--- start Supplied information ---

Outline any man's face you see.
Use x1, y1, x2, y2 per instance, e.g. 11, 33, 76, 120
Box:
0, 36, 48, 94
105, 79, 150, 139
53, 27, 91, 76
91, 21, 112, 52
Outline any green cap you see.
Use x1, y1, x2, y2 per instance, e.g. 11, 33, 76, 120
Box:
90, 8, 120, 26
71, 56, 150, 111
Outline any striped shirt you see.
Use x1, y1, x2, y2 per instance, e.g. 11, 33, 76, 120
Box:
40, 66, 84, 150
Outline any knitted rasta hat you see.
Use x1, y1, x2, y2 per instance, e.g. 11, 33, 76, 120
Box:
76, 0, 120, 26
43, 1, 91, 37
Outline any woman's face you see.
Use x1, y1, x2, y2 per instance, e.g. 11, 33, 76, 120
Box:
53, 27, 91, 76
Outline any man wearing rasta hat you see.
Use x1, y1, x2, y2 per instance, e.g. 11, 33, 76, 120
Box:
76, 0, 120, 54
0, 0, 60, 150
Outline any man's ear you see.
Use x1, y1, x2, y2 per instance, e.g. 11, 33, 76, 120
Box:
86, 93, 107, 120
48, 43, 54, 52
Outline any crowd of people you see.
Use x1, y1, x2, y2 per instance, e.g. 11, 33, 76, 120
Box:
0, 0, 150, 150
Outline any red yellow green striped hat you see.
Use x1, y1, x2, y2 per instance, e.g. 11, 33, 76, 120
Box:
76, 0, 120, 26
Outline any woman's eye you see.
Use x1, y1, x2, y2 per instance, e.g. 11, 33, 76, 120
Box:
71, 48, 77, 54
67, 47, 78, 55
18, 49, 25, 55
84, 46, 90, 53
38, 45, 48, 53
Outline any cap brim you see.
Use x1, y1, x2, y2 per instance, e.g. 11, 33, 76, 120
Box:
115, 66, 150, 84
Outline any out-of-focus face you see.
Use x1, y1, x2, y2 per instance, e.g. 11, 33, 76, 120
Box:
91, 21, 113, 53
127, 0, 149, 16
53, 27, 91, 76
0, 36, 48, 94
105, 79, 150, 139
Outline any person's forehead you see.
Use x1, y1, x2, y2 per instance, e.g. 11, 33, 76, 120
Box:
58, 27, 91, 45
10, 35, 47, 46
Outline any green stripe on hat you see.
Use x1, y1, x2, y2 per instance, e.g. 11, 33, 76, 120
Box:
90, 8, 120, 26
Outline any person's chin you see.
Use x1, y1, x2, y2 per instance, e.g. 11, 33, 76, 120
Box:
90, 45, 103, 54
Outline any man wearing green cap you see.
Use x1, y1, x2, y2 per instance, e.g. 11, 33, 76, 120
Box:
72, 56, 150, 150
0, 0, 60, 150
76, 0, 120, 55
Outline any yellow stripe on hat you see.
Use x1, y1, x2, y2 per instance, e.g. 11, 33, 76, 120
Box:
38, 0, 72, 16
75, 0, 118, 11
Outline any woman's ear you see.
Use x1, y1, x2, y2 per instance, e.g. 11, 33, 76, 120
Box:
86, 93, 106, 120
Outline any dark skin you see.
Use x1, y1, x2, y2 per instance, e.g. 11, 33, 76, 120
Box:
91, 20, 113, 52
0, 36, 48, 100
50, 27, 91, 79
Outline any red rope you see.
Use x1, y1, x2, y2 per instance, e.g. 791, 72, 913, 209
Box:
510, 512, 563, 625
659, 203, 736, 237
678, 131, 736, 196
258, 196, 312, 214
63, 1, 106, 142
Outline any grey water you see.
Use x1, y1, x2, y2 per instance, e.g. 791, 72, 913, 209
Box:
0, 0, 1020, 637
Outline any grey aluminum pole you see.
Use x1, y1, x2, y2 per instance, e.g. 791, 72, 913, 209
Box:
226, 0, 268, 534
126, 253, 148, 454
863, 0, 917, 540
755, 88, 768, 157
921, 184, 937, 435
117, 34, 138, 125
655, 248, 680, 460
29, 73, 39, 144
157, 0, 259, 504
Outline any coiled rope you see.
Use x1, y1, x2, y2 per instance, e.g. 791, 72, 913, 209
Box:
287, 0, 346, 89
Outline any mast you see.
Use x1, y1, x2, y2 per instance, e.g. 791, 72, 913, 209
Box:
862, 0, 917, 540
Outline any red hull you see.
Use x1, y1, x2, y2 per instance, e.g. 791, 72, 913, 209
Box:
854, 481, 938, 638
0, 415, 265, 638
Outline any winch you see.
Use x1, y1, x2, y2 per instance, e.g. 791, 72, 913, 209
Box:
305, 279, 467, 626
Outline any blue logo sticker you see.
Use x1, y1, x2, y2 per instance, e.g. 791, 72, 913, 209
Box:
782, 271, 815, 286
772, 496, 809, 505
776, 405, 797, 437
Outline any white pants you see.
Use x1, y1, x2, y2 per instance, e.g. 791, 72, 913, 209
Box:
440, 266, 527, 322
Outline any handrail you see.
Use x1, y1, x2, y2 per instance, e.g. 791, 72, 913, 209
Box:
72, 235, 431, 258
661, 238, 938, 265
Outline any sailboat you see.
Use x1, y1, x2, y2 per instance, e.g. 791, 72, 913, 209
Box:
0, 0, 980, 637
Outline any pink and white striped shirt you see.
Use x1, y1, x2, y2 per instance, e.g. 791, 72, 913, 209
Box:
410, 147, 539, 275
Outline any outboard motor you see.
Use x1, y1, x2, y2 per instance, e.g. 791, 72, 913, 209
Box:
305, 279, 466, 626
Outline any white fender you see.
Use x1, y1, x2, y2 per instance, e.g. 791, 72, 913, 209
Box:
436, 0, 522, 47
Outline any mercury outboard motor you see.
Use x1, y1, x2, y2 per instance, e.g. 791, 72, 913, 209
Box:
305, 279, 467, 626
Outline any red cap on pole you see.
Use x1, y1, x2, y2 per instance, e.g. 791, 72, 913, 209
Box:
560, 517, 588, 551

--- end Supplied information ---

• **What is asked**: Please extract every line of the records above that contains the string "rope". Case counts.

• **Result of the exercise**:
Outline any red rope you see.
Outline any coiled rope you see.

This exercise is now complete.